[Your objective]:
Without changing a single word, output each entry.

======== Listed records ========

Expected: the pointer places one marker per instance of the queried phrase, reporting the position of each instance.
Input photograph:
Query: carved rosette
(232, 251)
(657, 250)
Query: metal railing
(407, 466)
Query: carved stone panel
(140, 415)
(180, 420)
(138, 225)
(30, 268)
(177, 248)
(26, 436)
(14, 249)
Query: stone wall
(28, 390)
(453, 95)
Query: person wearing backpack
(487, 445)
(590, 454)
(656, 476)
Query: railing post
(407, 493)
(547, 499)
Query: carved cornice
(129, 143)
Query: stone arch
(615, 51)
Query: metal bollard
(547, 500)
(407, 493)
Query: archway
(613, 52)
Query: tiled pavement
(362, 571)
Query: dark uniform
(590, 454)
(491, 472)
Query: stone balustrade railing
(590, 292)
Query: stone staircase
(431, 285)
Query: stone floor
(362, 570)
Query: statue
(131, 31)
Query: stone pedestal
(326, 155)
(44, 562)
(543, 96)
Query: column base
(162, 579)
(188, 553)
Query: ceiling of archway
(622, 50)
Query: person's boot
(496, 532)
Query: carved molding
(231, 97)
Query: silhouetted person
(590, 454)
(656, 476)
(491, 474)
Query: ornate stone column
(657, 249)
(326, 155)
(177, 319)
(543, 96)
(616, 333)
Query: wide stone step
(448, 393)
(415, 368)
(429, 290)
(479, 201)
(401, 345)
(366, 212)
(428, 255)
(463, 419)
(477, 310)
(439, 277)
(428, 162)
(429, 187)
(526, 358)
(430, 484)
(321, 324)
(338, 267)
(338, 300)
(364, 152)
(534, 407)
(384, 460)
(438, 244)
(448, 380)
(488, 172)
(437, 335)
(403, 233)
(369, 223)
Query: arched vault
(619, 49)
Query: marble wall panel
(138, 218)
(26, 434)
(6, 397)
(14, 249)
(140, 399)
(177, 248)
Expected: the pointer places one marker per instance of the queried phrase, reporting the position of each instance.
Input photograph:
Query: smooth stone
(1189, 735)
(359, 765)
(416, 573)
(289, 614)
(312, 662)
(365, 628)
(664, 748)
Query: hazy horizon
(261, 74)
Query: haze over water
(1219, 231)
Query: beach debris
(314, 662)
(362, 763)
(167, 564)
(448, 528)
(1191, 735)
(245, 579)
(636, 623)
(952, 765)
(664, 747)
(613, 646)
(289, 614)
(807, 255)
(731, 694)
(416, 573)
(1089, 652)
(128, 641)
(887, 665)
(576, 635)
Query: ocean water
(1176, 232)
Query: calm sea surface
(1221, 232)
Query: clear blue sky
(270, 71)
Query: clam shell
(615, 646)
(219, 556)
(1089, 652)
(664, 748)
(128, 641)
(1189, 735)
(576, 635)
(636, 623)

========

[Result of the task]:
Expected: the pointer places one marker per instance of the queried phrase, reporting the position of each instance.
Input photograph:
Query: carved rosette
(232, 251)
(657, 250)
Query: metal railing
(407, 466)
Query: carved stone panel
(140, 415)
(180, 420)
(138, 225)
(30, 268)
(177, 248)
(26, 436)
(14, 249)
Query: stone wall
(28, 390)
(453, 95)
Query: person wearing backpack
(487, 445)
(590, 454)
(656, 476)
Query: railing post
(407, 493)
(547, 499)
Query: carved cornice
(129, 143)
Query: stone arch
(615, 51)
Query: metal bollard
(547, 500)
(407, 493)
Query: archway
(613, 52)
Query: tiled pavement
(362, 571)
Query: dark uniform
(590, 454)
(491, 472)
Query: stone balustrade railing
(590, 292)
Query: stone staircase
(431, 285)
Query: stone floor
(362, 570)
Query: statue
(131, 31)
Query: stone pedestal
(326, 155)
(44, 562)
(543, 96)
Query: column base
(162, 579)
(188, 553)
Query: ceiling of archway
(622, 50)
Query: person's boot
(496, 532)
Query: carved molding
(231, 97)
Query: silhouetted person
(590, 454)
(656, 476)
(491, 474)
Query: ornate stone column
(657, 249)
(326, 155)
(177, 319)
(543, 96)
(616, 333)
Query: wide stone step
(448, 393)
(415, 368)
(429, 290)
(479, 201)
(401, 345)
(366, 212)
(428, 255)
(463, 419)
(477, 310)
(439, 277)
(428, 162)
(429, 187)
(526, 358)
(430, 484)
(321, 324)
(338, 267)
(338, 300)
(364, 152)
(534, 407)
(384, 460)
(438, 244)
(448, 380)
(488, 172)
(437, 335)
(403, 233)
(369, 223)
Query: arched vault
(619, 49)
Query: marble wall panel
(138, 218)
(26, 434)
(6, 397)
(14, 249)
(140, 399)
(177, 248)
Expected: the pointer places one marker per instance of the queried phrase, reporting the position of each instance.
Input photograph:
Query: smooth stone
(1189, 735)
(359, 765)
(416, 573)
(289, 614)
(312, 662)
(365, 628)
(664, 748)
Query: hazy horizon
(261, 74)
Query: haze over water
(1219, 231)
Query: beach debris
(314, 662)
(362, 763)
(167, 564)
(448, 528)
(1191, 735)
(245, 579)
(636, 623)
(952, 765)
(664, 747)
(613, 646)
(289, 614)
(807, 255)
(731, 694)
(416, 573)
(1089, 652)
(128, 641)
(887, 665)
(576, 635)
Query: ocean water
(1176, 232)
Query: calm sea surface
(1221, 232)
Query: clear blue sky
(270, 71)
Query: clam shell
(615, 646)
(219, 556)
(1089, 652)
(664, 748)
(128, 641)
(1189, 735)
(576, 635)
(636, 623)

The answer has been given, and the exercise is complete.